═════ Document
# Objectives
* Reading data into Spark
* Using data.table, vaex and lazy queries
* Running background jobs in Jupyter
* Run queries on Google Collab from local database
* Run H2O.ai to create ML model
* Save results to parquet file
* Use dbt and Airflow to orchestrate everything
* Using GitHub Actions with dbt
* Convert to script with classes
* Create front end using Django
* Test the following tools:
  * DVC for data versioning
  * ML flow for model versioning
  * ML flow vs Air flow
  * Model monitoring 

# Packages

In [1]:
import pandas as pd
from datetime import datetime, date
import sys

In [2]:
# Importing module from a different location
sys.path.insert(0, "C:\\Users\\User\\AppData\\Local\\spark\\spark-3.1.1-bin-hadoop3.2\\python")
══════════
═════ Data segment
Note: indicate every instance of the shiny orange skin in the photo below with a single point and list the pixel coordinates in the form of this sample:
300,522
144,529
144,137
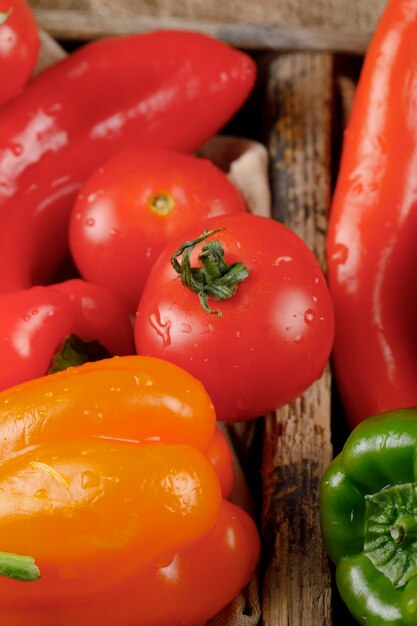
══════════
-- Your tasks --
1. For each statement, say yes or no based on the notebook, and quote the words that decide it. (a) The notebook plans to build the front end with Flask. (b) Saving results to a parquet file is one of its objectives. (c) ML flow is listed as the tool for data versioning.
2. In the notebook, which Spark release is named in the path added to sys.path?

-- Expected responses --
1.
(a) No: "Create front end using Django"
(b) Yes: "Save results to parquet file"
(c) No: "DVC for data versioning" and "ML flow for model versioning"

2. Spark 3.1.1, in the folder "spark-3.1.1-bin-hadoop3.2".